# TEXTAUSZUG
Der Abend lockt mit Lampenschein
Mich aus der Kühle früh ins Haus.
    Bald stehen Baum und Garten leer,
Dann glüht nur noch der wilde Wein
Ums Haus, und bald verglüht auch der,
Es kann nicht immer Sommer sein.
    Was mich zur Jugendzeit erfreut,
Es hat den alten frohen Schein
Nicht mehr und freut mich nimmer heut –
Es kann nicht immer Sommer sein.
    O Liebe, wundersame Glut,
Die durch der Jahre Lust und Mühn
Mir immer hat gebrannt im Blut –
O Liebe, kannst auch du verglühn?
// HERBSTBEGINN
    Während vor den Fenstern eine kühle, schwarze Regennacht liegt und mit stetig leisem Rhythmus auf den Dächern tönt, tröste ich mein unzufriedenes Herz mit farbig lockenden Herbstgedanken, mit Gedanken an reine, lichtblaue, goldklare Himmel, silberne Frühnebel, an blaue Pflaumen und Trauben, rote Äpfel und goldgelbe Kürbisse, an herbstfarbige Wälder, an Kirchweih und Winzerfeste. Ich hole mir den Mörike her und lese seinen mild leuchtenden »Septembermorgen«:
    »Im Nebel ruhet noch die Welt,
Noch träumen Wald und Wiesen:
Bald siehst du, wenn der Schleier fällt,
Den blauen Himmel unverstellt,
Herbstkräftig die gedämpfte Welt
In warmem Golde fließen.«



Leise lese ich die Verse des Meisters vor mich hin und lasse sie in mich dringen wie einen langsam geschlürften, klaren, alten Wein. Sie sind schön, und sie tun mir wohl, und der Herbst, den sie malen, ist etwas Schönes, Zartes, Gesättigtes – aber ich freue mich nicht auf ihn. Er ist die einzige Jahreszeit, auf die ich mich niemals freue.

# AUFGABE 1
Beantworte kurz drei Fragen zum Textauszug:
(a) Welcher Vers steht im Gedicht am Anfang zweimal am Strophenende?
(b) Von welchem Dichter stammt das Gedicht, das das Ich in die Hand nimmt, und wie heißt es?
(c) Auf welche Jahreszeit freut sich das Ich nach eigener Aussage niemals?

# Gespeicherte Einträge
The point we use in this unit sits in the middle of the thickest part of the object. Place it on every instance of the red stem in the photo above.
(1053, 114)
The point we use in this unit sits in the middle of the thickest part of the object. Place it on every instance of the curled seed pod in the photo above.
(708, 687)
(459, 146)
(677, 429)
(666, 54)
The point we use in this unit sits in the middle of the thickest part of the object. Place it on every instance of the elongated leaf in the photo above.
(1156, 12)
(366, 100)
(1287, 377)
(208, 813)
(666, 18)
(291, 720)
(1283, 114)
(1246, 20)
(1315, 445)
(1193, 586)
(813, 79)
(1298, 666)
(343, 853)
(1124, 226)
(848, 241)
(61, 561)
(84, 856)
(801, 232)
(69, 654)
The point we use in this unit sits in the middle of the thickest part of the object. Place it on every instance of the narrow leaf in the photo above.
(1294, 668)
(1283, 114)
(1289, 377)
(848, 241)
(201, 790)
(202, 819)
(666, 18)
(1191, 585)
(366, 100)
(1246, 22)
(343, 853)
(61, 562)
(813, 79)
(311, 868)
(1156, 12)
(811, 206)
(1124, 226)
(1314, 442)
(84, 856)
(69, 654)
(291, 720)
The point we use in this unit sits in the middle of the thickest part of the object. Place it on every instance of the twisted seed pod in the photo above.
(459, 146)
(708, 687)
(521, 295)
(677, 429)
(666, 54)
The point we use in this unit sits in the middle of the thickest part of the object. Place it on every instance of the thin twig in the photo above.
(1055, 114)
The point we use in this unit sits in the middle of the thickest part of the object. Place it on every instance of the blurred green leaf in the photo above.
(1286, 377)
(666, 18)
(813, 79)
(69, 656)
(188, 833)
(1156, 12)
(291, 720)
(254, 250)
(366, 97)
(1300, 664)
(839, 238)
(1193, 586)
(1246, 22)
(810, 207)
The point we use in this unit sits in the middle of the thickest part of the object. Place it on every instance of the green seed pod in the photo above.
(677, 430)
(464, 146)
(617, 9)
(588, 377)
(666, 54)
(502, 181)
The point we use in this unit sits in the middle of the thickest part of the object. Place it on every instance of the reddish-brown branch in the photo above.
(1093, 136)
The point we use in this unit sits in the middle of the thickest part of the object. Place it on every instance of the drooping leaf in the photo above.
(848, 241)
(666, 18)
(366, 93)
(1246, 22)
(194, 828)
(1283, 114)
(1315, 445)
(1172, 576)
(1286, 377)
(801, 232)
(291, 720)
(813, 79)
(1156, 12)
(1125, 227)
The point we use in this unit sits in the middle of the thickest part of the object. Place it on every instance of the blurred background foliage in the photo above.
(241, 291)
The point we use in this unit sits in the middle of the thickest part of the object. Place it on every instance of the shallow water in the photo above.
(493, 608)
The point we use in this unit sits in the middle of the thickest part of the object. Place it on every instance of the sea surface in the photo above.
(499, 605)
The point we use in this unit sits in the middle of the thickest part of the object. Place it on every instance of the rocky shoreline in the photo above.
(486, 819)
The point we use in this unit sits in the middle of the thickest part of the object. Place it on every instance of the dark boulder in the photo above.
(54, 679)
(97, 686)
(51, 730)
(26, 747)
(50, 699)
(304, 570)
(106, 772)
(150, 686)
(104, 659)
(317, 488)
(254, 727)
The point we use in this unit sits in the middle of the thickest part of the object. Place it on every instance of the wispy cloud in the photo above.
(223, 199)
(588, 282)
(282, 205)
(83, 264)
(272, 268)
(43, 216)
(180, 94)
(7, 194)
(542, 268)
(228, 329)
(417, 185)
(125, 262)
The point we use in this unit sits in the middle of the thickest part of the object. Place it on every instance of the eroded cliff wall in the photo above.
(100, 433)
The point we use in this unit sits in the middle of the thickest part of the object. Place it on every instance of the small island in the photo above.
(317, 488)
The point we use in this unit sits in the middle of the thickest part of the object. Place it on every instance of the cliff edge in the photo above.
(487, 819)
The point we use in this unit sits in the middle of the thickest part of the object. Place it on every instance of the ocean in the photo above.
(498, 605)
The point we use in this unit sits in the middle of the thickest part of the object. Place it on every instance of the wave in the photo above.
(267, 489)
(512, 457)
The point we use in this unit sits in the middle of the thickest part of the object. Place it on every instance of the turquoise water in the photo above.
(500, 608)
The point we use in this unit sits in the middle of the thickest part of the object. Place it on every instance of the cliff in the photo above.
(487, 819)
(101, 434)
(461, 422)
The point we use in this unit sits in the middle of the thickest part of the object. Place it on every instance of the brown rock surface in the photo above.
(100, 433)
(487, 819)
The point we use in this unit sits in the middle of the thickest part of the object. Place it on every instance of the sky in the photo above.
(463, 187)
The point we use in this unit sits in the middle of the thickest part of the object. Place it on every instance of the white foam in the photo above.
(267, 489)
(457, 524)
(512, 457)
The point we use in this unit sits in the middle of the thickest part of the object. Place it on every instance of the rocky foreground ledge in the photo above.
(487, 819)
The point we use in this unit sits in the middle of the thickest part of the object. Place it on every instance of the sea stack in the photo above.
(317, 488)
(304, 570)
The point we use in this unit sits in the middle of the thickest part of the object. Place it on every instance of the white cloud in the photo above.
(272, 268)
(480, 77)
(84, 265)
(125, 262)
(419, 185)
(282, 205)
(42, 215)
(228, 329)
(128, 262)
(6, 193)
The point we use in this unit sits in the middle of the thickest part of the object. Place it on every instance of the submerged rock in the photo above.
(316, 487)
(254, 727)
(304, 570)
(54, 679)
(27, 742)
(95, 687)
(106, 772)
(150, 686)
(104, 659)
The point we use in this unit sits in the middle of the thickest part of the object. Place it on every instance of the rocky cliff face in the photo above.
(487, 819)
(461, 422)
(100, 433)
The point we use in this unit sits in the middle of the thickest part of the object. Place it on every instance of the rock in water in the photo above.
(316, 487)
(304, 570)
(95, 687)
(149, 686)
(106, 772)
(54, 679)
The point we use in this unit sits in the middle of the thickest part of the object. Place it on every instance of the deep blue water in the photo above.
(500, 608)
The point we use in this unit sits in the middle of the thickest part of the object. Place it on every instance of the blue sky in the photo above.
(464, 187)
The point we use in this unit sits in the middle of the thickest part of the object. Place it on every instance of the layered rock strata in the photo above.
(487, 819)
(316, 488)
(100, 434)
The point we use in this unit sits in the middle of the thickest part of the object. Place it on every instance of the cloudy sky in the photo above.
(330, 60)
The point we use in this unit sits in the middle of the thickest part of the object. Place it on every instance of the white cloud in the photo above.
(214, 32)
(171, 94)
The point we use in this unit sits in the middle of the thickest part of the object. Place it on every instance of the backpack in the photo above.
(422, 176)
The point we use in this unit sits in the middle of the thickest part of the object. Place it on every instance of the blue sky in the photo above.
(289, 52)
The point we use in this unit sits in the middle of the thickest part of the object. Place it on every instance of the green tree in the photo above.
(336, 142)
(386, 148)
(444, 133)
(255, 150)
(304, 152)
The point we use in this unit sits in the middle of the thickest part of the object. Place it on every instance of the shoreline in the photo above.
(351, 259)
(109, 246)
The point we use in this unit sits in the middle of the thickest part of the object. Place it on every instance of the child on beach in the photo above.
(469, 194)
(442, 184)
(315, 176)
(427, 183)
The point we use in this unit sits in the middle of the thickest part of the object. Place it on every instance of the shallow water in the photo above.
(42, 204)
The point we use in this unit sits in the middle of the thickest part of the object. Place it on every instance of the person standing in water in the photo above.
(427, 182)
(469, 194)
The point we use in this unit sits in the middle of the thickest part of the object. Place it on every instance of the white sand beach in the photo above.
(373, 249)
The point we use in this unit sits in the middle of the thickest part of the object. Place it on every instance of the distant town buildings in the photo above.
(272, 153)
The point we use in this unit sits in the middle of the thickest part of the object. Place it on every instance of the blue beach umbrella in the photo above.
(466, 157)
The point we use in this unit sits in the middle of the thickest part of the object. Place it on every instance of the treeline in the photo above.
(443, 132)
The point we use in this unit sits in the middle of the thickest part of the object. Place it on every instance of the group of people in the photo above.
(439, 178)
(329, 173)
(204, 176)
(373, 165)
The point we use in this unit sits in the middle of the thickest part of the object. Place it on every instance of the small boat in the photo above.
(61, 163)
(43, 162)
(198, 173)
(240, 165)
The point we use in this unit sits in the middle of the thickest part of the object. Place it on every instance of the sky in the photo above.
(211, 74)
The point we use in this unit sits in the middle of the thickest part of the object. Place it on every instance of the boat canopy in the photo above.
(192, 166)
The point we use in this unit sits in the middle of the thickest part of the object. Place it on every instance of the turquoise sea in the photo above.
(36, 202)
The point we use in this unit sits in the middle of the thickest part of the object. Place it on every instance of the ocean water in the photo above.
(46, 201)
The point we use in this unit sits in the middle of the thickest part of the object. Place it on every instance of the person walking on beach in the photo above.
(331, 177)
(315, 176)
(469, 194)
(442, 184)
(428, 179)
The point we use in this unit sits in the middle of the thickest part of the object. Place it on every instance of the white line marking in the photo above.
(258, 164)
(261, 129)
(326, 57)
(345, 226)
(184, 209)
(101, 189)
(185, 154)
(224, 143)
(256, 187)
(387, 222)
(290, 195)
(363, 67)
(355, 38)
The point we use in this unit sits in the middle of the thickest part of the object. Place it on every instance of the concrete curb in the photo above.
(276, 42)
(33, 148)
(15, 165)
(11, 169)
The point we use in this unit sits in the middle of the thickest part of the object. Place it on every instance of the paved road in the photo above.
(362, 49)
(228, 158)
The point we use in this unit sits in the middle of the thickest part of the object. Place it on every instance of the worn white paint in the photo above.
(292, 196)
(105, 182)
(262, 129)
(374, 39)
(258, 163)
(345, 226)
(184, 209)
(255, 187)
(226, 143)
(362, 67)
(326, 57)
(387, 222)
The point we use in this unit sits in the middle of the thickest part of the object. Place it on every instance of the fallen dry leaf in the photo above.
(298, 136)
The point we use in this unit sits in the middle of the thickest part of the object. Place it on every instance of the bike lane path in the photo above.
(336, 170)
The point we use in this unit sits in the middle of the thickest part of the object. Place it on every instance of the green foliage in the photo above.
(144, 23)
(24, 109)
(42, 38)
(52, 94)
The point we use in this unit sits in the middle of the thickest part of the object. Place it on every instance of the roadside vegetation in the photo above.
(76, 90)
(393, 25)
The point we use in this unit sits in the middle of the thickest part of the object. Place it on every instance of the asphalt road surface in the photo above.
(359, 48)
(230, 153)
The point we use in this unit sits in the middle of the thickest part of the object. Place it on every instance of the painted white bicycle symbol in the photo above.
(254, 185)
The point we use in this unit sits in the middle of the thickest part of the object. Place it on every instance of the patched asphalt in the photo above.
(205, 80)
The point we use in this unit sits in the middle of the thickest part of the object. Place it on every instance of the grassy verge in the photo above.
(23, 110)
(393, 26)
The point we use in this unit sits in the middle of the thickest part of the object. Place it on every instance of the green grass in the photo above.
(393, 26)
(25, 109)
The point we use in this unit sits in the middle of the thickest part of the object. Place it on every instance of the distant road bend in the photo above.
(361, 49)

# AUFGABE 2
Ermittle, in wie vielen Zeilen der Auflistung die Zeichenfolge „asphalt“ vorkommt, und nenne nur diese Zahl. Groß- und Kleinschreibung ist dabei zu beachten.

# LÖSUNG 1
(a) „Es kann nicht immer Sommer sein.“
(b) Von Mörike, es heißt »Septembermorgen«.
(c) Auf den Herbst.

# LÖSUNG 2
2